Entrées tirées d'une collection
##############################
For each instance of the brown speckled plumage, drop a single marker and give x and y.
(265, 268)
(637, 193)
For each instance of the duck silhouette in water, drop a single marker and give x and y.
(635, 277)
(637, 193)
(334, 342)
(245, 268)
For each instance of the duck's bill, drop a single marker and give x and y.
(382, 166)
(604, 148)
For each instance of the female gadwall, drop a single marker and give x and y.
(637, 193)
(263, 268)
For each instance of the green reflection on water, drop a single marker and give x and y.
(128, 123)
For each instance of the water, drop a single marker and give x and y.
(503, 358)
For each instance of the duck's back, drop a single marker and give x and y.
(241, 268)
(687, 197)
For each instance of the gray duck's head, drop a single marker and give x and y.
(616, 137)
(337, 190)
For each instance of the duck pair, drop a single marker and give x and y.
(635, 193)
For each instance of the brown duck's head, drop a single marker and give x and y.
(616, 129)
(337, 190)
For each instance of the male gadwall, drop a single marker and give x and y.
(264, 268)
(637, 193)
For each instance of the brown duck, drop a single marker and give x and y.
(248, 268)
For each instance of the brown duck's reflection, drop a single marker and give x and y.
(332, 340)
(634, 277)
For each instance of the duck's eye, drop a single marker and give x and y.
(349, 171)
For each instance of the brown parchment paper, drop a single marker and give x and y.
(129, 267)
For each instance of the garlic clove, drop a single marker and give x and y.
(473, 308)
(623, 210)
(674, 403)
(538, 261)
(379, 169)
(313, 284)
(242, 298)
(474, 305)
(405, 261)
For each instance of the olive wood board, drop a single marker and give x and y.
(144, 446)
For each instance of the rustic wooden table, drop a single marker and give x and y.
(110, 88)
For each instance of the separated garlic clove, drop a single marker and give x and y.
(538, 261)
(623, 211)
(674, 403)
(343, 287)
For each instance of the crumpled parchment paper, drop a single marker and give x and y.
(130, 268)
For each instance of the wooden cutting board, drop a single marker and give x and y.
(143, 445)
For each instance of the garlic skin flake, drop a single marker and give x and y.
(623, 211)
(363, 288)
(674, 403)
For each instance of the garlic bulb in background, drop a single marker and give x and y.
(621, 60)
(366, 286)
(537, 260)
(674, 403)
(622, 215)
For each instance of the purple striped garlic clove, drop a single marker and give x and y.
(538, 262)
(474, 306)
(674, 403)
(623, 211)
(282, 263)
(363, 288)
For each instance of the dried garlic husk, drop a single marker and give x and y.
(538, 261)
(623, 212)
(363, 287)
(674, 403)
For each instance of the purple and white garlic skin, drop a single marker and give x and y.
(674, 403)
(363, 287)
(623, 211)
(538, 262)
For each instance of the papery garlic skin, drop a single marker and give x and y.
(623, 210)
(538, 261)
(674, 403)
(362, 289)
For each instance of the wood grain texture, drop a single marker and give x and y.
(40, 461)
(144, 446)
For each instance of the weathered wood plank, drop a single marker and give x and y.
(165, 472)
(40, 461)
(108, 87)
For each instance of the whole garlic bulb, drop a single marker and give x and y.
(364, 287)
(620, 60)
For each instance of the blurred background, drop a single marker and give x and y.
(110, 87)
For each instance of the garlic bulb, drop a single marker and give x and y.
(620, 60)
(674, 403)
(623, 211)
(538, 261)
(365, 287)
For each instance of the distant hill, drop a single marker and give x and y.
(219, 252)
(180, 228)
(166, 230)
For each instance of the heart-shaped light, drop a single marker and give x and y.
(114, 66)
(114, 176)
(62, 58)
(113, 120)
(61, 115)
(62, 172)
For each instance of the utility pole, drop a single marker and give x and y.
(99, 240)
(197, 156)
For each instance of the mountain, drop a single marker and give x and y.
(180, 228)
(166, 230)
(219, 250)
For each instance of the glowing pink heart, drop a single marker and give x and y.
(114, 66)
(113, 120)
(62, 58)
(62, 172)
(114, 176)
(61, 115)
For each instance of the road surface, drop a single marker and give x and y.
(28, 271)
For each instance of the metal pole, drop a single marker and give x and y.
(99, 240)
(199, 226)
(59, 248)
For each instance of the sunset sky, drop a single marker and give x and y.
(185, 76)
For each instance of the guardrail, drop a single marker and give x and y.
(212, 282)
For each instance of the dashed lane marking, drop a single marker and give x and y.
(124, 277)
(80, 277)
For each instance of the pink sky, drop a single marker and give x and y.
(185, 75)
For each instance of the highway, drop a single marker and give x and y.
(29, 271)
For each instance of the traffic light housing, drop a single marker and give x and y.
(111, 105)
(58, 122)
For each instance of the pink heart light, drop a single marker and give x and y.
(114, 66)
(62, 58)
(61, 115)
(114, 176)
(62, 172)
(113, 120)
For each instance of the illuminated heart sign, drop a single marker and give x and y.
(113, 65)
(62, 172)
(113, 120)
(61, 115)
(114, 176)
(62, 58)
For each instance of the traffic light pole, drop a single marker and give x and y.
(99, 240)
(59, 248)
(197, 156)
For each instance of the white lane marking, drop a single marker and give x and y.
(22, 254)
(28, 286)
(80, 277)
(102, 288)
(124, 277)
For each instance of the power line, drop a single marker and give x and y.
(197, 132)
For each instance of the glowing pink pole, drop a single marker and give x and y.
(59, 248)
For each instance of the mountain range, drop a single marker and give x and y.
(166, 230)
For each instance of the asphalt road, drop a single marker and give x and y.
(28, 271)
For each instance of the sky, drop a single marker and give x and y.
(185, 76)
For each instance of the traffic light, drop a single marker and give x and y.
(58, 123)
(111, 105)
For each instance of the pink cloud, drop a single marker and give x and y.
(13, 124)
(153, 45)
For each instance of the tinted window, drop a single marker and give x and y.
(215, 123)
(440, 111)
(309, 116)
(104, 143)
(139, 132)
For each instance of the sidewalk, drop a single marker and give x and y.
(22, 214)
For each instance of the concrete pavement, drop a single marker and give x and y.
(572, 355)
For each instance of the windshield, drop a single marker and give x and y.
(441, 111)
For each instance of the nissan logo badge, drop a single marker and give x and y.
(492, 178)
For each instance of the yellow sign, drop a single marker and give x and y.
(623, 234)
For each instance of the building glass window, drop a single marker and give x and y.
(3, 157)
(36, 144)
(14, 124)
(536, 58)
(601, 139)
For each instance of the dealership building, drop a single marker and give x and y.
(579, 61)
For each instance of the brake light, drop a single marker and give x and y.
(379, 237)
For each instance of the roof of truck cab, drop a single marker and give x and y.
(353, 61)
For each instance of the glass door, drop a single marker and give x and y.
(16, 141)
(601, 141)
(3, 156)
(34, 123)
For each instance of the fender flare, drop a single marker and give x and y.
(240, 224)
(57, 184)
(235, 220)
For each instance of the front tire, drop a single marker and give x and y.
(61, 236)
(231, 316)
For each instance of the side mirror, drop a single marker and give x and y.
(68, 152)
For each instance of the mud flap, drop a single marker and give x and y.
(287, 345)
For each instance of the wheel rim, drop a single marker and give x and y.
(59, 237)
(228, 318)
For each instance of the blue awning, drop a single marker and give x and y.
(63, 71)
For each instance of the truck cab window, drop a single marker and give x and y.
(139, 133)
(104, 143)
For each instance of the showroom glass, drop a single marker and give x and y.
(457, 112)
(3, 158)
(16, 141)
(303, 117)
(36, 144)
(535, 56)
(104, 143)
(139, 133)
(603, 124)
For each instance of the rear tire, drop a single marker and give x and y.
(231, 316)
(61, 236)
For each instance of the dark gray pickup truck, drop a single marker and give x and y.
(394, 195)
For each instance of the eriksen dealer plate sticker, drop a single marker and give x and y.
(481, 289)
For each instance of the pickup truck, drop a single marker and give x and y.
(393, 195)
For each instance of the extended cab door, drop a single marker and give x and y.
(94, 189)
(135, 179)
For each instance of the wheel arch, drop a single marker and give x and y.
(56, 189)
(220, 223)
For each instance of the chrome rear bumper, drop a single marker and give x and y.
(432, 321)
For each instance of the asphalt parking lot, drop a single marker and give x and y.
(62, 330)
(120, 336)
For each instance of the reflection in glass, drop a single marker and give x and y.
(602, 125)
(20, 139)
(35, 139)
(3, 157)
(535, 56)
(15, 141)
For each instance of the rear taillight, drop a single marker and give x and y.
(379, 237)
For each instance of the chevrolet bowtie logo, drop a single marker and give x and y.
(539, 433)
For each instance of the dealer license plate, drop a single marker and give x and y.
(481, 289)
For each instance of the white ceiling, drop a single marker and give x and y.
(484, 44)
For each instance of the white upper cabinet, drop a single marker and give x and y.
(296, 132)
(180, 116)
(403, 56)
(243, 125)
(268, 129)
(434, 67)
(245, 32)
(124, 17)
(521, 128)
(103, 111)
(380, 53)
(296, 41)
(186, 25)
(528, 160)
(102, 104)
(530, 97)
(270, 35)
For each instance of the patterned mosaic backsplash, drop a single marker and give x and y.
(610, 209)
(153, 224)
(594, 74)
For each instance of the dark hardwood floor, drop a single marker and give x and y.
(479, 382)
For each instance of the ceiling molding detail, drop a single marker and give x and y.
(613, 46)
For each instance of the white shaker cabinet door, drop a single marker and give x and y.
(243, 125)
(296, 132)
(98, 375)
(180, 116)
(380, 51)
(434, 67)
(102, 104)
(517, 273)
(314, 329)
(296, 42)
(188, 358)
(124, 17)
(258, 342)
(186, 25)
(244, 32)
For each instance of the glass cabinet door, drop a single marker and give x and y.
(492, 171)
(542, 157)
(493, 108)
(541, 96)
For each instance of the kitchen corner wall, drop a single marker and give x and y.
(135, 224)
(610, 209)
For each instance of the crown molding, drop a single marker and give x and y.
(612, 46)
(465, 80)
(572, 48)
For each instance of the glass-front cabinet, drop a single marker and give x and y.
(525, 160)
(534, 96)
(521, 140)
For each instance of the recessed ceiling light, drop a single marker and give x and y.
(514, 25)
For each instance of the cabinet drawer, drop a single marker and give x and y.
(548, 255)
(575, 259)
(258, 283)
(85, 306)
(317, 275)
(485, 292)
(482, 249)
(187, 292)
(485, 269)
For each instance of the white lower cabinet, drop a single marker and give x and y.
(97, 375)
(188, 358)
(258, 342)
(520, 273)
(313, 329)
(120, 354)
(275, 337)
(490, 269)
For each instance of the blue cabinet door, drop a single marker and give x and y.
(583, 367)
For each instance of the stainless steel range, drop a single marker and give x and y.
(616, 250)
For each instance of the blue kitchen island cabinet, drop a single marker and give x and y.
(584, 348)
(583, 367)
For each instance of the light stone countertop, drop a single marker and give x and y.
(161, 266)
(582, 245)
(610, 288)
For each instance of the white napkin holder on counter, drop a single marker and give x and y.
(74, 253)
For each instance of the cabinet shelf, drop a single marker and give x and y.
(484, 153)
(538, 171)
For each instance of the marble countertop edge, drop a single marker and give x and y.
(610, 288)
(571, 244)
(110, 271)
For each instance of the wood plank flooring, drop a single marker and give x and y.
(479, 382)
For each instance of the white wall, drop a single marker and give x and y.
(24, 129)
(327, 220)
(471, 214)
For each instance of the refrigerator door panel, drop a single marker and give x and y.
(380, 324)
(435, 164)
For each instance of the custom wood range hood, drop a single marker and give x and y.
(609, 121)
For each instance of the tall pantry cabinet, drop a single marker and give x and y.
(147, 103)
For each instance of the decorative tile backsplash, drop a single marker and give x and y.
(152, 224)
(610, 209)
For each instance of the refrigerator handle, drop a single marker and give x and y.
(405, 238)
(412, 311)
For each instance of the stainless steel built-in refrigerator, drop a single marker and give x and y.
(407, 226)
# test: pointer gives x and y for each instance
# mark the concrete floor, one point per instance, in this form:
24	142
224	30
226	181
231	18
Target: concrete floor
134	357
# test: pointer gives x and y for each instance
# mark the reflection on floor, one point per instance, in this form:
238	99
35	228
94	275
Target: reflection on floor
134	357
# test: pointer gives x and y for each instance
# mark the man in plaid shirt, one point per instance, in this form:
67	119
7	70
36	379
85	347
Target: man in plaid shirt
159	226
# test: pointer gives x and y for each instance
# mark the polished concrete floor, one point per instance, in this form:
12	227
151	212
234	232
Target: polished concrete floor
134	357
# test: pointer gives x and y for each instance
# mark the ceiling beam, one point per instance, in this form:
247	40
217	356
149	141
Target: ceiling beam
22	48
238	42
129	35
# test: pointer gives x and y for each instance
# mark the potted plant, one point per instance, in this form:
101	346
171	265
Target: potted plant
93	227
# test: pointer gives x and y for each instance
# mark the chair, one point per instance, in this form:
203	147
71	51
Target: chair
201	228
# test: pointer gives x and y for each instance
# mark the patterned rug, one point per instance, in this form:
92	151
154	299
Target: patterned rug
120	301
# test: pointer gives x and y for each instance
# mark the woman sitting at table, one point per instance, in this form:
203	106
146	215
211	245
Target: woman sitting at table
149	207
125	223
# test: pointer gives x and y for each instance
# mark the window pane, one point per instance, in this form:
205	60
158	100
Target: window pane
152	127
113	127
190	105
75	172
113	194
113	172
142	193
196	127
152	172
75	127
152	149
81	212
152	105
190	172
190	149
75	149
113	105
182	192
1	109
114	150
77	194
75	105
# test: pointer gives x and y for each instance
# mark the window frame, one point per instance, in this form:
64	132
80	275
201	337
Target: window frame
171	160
##############################
* [OBJECTIF VISÉ]:
Relevez dans les lignes ci-dessus toutes celles qui contiennent le mot « chair », puis recopiez-les.

* [RÉSULTAT ATTENDU]:
# mark the chair, one point per instance, in this form:
Target: chair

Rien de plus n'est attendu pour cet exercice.